EXERCISE OBJECTIVE>
Can you render the lines as a numbered list, starting at the line that contains "TARGET = dark wood door" and running up to and including the final line, with any blank lines left out?

(Object point labels)
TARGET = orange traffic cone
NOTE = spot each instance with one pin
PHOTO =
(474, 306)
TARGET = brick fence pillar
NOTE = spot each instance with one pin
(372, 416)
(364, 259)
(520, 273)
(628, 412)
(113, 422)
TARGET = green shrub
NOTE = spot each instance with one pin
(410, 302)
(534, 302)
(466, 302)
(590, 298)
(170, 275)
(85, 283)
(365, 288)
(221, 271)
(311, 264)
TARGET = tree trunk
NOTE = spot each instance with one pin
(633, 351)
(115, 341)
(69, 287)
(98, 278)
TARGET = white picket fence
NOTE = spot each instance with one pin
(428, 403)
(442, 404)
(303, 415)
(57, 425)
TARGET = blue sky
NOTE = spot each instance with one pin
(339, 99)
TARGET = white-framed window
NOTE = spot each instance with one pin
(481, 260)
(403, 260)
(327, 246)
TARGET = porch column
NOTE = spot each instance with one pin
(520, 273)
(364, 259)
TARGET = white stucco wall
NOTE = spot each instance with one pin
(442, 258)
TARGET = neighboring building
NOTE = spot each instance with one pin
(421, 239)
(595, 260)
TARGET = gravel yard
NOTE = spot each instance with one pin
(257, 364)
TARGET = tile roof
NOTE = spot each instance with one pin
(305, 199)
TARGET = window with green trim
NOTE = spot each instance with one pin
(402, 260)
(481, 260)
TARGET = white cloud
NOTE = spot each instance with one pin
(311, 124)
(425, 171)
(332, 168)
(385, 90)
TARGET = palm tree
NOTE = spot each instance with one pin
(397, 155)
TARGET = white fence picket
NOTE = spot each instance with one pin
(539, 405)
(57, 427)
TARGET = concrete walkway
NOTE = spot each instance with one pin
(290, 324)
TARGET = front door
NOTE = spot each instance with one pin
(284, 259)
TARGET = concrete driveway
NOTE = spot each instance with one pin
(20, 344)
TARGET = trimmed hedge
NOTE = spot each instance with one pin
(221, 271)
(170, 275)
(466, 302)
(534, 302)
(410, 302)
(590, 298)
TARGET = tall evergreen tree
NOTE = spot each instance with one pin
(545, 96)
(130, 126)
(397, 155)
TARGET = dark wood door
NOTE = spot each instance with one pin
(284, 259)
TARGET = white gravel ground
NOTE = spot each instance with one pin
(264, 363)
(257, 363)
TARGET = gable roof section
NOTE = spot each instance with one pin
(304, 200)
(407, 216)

ANSWER TO THE PROBLEM>
1. TARGET = dark wood door
2. NOTE = spot each instance with one pin
3. (284, 259)
4. TARGET = white gravel ground
5. NOTE = spot each instance with one pin
6. (264, 363)
7. (257, 363)
8. TARGET = gable roof section
9. NOTE = spot each instance with one pin
10. (304, 200)
11. (407, 216)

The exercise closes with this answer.